§ **What is needed**
Shift every coordinate in the answers of the data below by -88, and write out all the lines again with the requests included. Leave the pictures out.

§ **Task data**
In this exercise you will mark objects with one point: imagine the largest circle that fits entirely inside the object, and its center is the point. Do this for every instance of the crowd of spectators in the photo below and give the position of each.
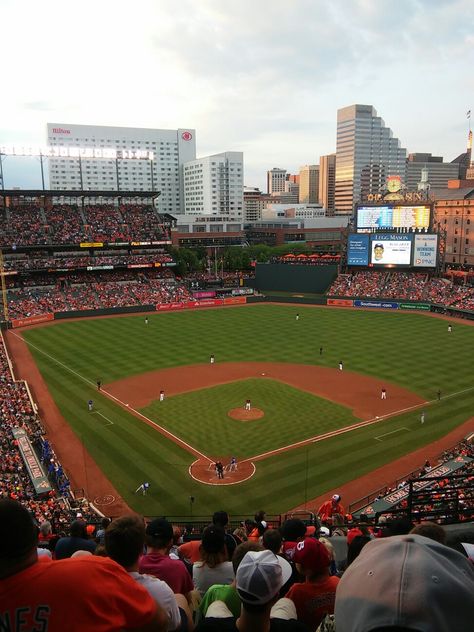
(292, 578)
(23, 262)
(97, 290)
(16, 411)
(29, 225)
(414, 286)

§ **Full output**
In this exercise you will mark objects with one point: imagine the largest circle that fits entirely inside the object, and its center is the point. Do this for every instance of the crowd of spectators in the photo below and give the position of each.
(204, 490)
(-65, 174)
(9, 202)
(-72, 323)
(-59, 137)
(326, 198)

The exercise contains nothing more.